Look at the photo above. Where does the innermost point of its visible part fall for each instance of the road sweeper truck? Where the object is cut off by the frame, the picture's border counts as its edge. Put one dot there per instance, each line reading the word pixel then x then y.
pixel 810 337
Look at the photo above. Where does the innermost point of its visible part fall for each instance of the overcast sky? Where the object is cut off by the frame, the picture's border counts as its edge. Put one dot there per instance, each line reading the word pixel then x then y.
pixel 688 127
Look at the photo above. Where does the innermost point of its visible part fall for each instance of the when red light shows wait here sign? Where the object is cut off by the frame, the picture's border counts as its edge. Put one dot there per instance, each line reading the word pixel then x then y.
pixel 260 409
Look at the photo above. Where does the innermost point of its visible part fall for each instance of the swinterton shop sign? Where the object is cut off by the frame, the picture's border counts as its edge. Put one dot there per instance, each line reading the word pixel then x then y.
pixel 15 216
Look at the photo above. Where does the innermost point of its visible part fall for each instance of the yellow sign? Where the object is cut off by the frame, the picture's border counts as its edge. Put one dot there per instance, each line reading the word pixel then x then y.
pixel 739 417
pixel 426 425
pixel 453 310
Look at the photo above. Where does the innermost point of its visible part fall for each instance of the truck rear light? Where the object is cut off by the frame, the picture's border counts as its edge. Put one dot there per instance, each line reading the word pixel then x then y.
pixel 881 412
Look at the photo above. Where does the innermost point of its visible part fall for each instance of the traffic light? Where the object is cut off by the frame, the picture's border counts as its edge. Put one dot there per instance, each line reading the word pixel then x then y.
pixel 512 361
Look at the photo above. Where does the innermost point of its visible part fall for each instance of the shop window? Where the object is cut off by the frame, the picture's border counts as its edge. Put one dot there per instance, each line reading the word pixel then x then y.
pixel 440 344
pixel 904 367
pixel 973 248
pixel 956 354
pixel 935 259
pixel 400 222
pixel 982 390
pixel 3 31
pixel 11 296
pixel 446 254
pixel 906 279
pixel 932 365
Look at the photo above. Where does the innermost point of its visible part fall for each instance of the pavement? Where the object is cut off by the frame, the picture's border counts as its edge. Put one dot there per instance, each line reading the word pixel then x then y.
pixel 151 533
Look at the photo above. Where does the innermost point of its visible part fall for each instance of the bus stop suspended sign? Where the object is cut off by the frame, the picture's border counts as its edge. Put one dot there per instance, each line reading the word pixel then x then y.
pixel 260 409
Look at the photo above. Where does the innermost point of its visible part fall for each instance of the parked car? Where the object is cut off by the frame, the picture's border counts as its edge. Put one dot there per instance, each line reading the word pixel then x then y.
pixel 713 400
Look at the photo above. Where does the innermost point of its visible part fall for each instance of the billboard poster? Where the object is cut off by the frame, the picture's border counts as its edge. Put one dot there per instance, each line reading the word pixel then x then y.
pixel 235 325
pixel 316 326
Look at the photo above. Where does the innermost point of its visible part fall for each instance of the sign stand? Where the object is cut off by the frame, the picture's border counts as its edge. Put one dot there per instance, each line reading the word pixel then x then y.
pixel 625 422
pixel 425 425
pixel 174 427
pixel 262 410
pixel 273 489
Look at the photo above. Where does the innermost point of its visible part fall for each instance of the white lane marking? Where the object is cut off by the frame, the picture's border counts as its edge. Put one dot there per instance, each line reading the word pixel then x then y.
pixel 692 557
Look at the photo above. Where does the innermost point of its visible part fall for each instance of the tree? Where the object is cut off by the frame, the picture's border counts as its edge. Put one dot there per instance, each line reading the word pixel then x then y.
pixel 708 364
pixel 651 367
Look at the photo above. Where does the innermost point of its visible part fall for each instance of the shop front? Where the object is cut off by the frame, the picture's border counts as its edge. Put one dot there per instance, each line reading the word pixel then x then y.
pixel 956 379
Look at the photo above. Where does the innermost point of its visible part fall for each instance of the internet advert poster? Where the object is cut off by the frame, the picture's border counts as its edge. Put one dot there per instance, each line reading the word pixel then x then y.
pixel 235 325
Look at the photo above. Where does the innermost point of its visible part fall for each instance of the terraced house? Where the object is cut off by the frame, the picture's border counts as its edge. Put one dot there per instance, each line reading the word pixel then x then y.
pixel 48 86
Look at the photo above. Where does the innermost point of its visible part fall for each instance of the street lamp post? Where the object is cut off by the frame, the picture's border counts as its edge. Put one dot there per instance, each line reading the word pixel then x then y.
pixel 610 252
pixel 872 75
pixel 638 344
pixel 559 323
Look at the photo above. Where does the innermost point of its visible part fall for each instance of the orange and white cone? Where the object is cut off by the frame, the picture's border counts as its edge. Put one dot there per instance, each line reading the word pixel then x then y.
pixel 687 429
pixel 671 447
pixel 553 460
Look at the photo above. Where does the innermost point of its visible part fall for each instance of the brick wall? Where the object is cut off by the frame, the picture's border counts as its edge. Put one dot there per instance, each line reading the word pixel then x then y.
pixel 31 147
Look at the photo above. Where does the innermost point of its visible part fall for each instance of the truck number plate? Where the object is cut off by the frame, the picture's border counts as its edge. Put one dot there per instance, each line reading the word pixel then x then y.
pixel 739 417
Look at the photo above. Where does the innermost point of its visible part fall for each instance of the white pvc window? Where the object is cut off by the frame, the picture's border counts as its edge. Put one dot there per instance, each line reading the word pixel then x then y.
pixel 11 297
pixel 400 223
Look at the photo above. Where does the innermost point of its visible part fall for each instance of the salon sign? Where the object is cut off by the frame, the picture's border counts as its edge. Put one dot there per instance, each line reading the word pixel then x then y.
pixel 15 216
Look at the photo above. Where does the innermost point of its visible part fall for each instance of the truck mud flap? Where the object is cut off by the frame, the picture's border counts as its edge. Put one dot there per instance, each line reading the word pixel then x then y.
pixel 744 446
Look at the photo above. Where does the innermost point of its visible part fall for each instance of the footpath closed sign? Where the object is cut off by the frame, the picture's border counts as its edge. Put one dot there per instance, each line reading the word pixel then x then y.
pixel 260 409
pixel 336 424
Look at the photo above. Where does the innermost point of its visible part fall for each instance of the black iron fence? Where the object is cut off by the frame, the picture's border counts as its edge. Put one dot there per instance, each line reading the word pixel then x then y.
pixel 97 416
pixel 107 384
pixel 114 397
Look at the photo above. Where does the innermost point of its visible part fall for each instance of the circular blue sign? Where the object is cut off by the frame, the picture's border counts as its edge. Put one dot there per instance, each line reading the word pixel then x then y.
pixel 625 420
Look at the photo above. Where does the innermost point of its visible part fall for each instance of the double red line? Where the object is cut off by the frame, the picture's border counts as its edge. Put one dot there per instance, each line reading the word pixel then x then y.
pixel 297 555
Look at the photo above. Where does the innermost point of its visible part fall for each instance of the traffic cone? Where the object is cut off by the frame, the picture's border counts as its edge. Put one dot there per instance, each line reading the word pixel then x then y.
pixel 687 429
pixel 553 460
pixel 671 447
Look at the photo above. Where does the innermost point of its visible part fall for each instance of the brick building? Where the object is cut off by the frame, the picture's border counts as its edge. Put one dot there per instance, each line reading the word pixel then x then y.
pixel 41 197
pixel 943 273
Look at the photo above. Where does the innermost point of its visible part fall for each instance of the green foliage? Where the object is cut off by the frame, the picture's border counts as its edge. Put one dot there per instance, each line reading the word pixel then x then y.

##############################

→ Work instructions: Convert all of the entries above into a JSON array of strings, one string per line, with blank lines omitted.

→ Task answer:
[
  "Look at the photo above. Where does the innermost point of its visible part fall for each instance of the road sweeper truck? Where the object is cut off by the frame, the picture's border counts as its edge. Put one dot there per instance, each line reading the word pixel then x then y.",
  "pixel 810 337",
  "Look at the photo above. Where does the innermost point of its visible part fall for each instance of the overcast sky? Where the object is cut off by the frame, the picture's border counts as its edge. Put one dot there per instance, each line reading the word pixel then x then y.",
  "pixel 688 127",
  "Look at the photo above. Where does the innermost point of its visible part fall for each instance of the when red light shows wait here sign? Where the object is cut off by the frame, the picture's border counts as its edge. Put one dot there per instance, each line reading the word pixel then x then y.",
  "pixel 260 409",
  "Look at the photo above. Where does the innermost point of its visible part fall for each instance of the swinterton shop sign? Where the object is cut off by the frame, the picture's border counts as its edge. Put one dot there per instance, each line reading the word pixel then x then y.",
  "pixel 15 216",
  "Look at the photo above. Where does the innermost point of its visible part fall for each instance of the yellow sign? Where the object is cut off by the frame, the picture's border counts as its edge. Put one dot there per instance, each line reading the word pixel then x then y.",
  "pixel 739 417",
  "pixel 426 425",
  "pixel 453 310",
  "Look at the photo above. Where does the innermost point of its visible part fall for each instance of the truck rear light? Where the object is cut off by the frame, the picture's border counts as its edge. Put one dot there per instance, each line reading the word pixel then x then y.",
  "pixel 881 412",
  "Look at the photo above. Where does the innermost point of its visible part fall for each instance of the traffic light? Where the object is cut off by the frame, the picture's border counts as its edge. Put one dot there per instance, each line reading the word pixel then x then y.",
  "pixel 512 361",
  "Look at the photo above. Where does the innermost point of its visible part fall for each instance of the shop window? Where the object is cut off by the frame, the picture's border counts as its edge. Put one dot there per instance, each line reading the word pixel then x then y.",
  "pixel 440 344",
  "pixel 904 367",
  "pixel 973 248",
  "pixel 956 354",
  "pixel 935 259",
  "pixel 400 222",
  "pixel 982 390",
  "pixel 3 31",
  "pixel 11 296",
  "pixel 446 254",
  "pixel 906 279",
  "pixel 932 365",
  "Look at the photo above. Where does the innermost point of its visible part fall for each instance of the pavement? Where the object is cut off by the frame, the picture's border counts as its edge. Put one dot there per instance, each line reading the word pixel then x then y.",
  "pixel 151 533",
  "Look at the photo above. Where does the innermost point of its visible part fall for each instance of the bus stop suspended sign? Where the object is cut off by the frame, the picture's border counts as its edge. Put one dot there per instance, each line reading the word pixel then x then y.",
  "pixel 260 409",
  "Look at the photo above. Where does the innermost point of its visible part fall for each instance of the parked car? Where the object is cut off by the frame, the picture's border counts as its edge. Put one dot there per instance, each line reading the word pixel then x then y.",
  "pixel 713 400",
  "Look at the photo above. Where does the innermost point of its visible part fall for each instance of the billboard poster? Where the object is cut off by the frame, the picture's border counts as its edge. Put one dot there per instance, each line reading the word pixel then x then y.",
  "pixel 235 325",
  "pixel 316 326",
  "Look at the photo above. Where does the innermost point of its visible part fall for each instance of the sign stand? Where the object is cut off by the frame, the picture's border counts as its edge. Put one dot there per instance, each line reading the word pixel then x then y.",
  "pixel 625 422",
  "pixel 425 425",
  "pixel 174 427",
  "pixel 262 410",
  "pixel 273 489",
  "Look at the photo above. Where does the innermost point of its visible part fall for each instance of the white lane marking? Where the object is cut off by the frame, the picture's border counts as its edge. Put one dot there per instance, each line reading the word pixel then x then y.",
  "pixel 692 557",
  "Look at the photo above. Where does the innermost point of its visible part fall for each instance of the tree? Where the object is cut off by the frame, the picture's border counts as its edge. Put one dot there per instance, each line reading the word pixel then x then y.",
  "pixel 708 364",
  "pixel 651 367",
  "Look at the photo above. Where does the innermost point of its visible part fall for each instance of the shop front? Where the object is cut off by the frame, the picture's border counts as its edge. Put one dot there per instance, each line reading the word pixel then x then y.",
  "pixel 956 379",
  "Look at the photo above. Where does the innermost point of its visible part fall for each instance of the internet advert poster? Where the object is cut off by the frame, the picture's border counts as its edge. Put one dot there per instance, each line reading the word pixel then x then y.",
  "pixel 235 325",
  "Look at the photo above. Where does the innermost point of its visible part fall for each instance of the terraced house? Where the object is cut off by the frame, the picture's border counts as its edge. Put one dot there per instance, each line reading the word pixel then x then y.",
  "pixel 48 86",
  "Look at the photo above. Where does the innermost point of its visible part fall for each instance of the street lamp post? Where the object is cut off by the frame, the picture's border counts as its edge. Put one dot there per instance, each line reading the word pixel then x then y.",
  "pixel 610 252",
  "pixel 872 75",
  "pixel 638 344",
  "pixel 559 323",
  "Look at the photo above. Where does the innermost point of its visible part fall for each instance of the orange and white cone? Where the object is cut off by the frame, the picture's border counts as its edge. Put one dot there per instance, each line reading the word pixel then x then y.",
  "pixel 687 429",
  "pixel 671 447",
  "pixel 553 460",
  "Look at the photo above. Where does the innermost point of its visible part fall for each instance of the brick wall? Where the object is cut off by the frame, the picture's border counts as its edge. Put one dot there per instance, each line reading the word pixel then x then y.",
  "pixel 31 147",
  "Look at the photo above. Where does the innermost point of its visible part fall for each instance of the truck number plate? Where the object is cut off by the frame, the picture's border counts as its edge. Put one dot there per instance, each line reading the word pixel then x then y.",
  "pixel 739 417",
  "Look at the photo above. Where does the innermost point of its visible part fall for each instance of the white pvc window? Where the object is cut off by the frame, the picture's border counts as its edge. Put one dot there per instance, each line reading the word pixel then x then y.",
  "pixel 11 297",
  "pixel 400 223",
  "Look at the photo above. Where does the innermost point of its visible part fall for each instance of the salon sign? Where the object is cut off by the frame, the picture's border counts as its edge. Put one dot there per instance, each line reading the word pixel then x then y.",
  "pixel 15 216",
  "Look at the photo above. Where does the innermost point of its visible part fall for each instance of the truck mud flap? Where the object is cut off by the frame, the picture's border counts as its edge. Put one dot there per instance, each line reading the word pixel then x then y.",
  "pixel 744 446",
  "Look at the photo above. Where does the innermost point of its visible part fall for each instance of the footpath closed sign? Where the object is cut off by the frame, the picture's border counts as its edge. Put one dot there per instance, each line reading the word pixel then x then y.",
  "pixel 260 409",
  "pixel 336 424",
  "Look at the photo above. Where does the innermost point of its visible part fall for each instance of the black iron fence? Where the object is cut off by the frame, the picture's border counts as its edge. Put one dot there per instance, each line reading the word pixel then x then y.",
  "pixel 97 416",
  "pixel 107 384",
  "pixel 114 397",
  "Look at the photo above. Where does the innermost point of its visible part fall for each instance of the circular blue sign? Where the object is cut off by the frame, the picture's border counts as its edge. Put one dot there per instance, each line reading the word pixel then x then y.",
  "pixel 625 420",
  "Look at the photo above. Where does the innermost point of its visible part fall for each instance of the double red line? Where the object is cut off by the frame, the picture's border counts as its edge. Put one dot there per instance, each line reading the word pixel then x then y.",
  "pixel 297 555",
  "Look at the photo above. Where does the innermost point of its visible part fall for each instance of the traffic cone? Where the object is cut off by the frame, the picture's border counts as its edge. Put one dot there per instance, each line reading the word pixel then x then y.",
  "pixel 687 429",
  "pixel 553 460",
  "pixel 671 447",
  "Look at the photo above. Where does the innermost point of its visible part fall for each instance of the brick building? Where the object is cut off by the frame, the picture's border counts as its edge. Put one dot there per instance, each line reading the word pixel then x then y.",
  "pixel 41 197",
  "pixel 943 273",
  "Look at the photo above. Where does the innermost point of its visible part fall for each instance of the green foliage? Where the object is cut off by the frame, the picture's border counts as its edge. Put one dot there per instance, each line reading the word pixel then x then y."
]